Page 607 - Bruce Ellig - The Complete Guide to Executive Compensation (2007)
P. 607

Chapter 10. The Board of Directors                 593


           examined need for a pay philosophy (with guiding principles), committee independence, pay
           package fairness, long-term organization well-being, the pay-performance link, and full and
           complete disclosure.
               The board-approved resolutions (Table 10–3) are the basis for defining and describing the
           compensation committee role, beginning with the size and composition of the committee.
           They constitute the committee charter.

           Committee Membership
           A rather common definition is the one shown in Table 10–3: the committee “shall not
           consist of less than three members meeting appropriate statutory and regulatory require-
           ments as independent and disinterested persons.” Typically, all committee members are
           members of the board.
           Composition of the Committee. Depending on the makeup of the particular board,
           the compensation committee made up solely of outside directors could consist of former
           government officials, bankers, lawyers, academicians, or executives of other firms. Some
           people are critical of companies whose board membership consists of retired members of
           management and those considered to be suppliers of contractual services (e.g., bankers,
           outside counsel, and management consultants). The retired executive may have fraternal ties
           to existing management, having hired and trained them. The presence of suppliers on the
           board may give a false signal to others that this company is “tied up” with a supplier. Such
           individuals cannot be considered true outside directors, that is, individuals independent of
           management. Furthermore, Section 162(m) of the IRC imposes even stricter requirements.

━━━━━━━━━━━━━━━━

# Requirements:
**a.** In the executive compensation page, reproduce the passage starting with "The board-approved resolutions" and going on through "and composition of the committee.", swapping "board-approved" for "shareholder-approved".
**b.** According to the executive compensation page, what kinds of people could a compensation committee made up solely of outside directors consist of? List all of them.

# Provided data:
━━━━━━━━━━━━━━━━

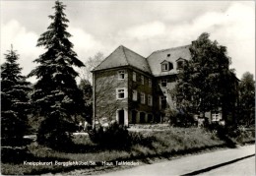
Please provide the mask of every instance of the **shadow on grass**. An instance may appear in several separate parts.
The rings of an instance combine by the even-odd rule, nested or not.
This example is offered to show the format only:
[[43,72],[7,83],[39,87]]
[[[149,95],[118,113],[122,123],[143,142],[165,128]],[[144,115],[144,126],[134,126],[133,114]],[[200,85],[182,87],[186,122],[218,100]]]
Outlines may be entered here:
[[31,153],[26,147],[19,148],[19,147],[2,147],[1,148],[1,161],[2,163],[13,163],[13,164],[21,164],[24,161],[41,161],[41,162],[48,162],[52,160],[67,160],[58,157],[38,157],[34,156]]

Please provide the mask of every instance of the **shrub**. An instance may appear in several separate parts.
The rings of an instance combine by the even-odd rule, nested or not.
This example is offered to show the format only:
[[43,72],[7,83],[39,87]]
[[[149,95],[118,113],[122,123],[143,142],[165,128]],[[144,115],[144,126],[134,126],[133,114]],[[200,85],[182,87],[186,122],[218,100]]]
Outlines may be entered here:
[[65,149],[73,144],[71,133],[75,124],[59,114],[52,114],[40,124],[37,143],[56,149]]
[[105,129],[99,126],[97,129],[91,130],[89,135],[94,143],[102,147],[125,147],[130,145],[128,130],[116,122]]

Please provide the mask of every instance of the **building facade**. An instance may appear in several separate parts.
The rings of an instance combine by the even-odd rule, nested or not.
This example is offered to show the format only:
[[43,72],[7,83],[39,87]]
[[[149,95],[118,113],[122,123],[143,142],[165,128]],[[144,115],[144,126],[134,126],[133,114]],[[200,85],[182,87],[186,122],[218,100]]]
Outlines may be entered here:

━━━━━━━━━━━━━━━━

# Task-by-task outputs:
**a.**
The shareholder-approved resolutions (Table 10–3) are the basis for defining and describing the
           compensation committee role, beginning with the size and composition of the committee.

**b.**
- Former government officials
- Bankers
- Lawyers
- Academicians
- Executives of other firms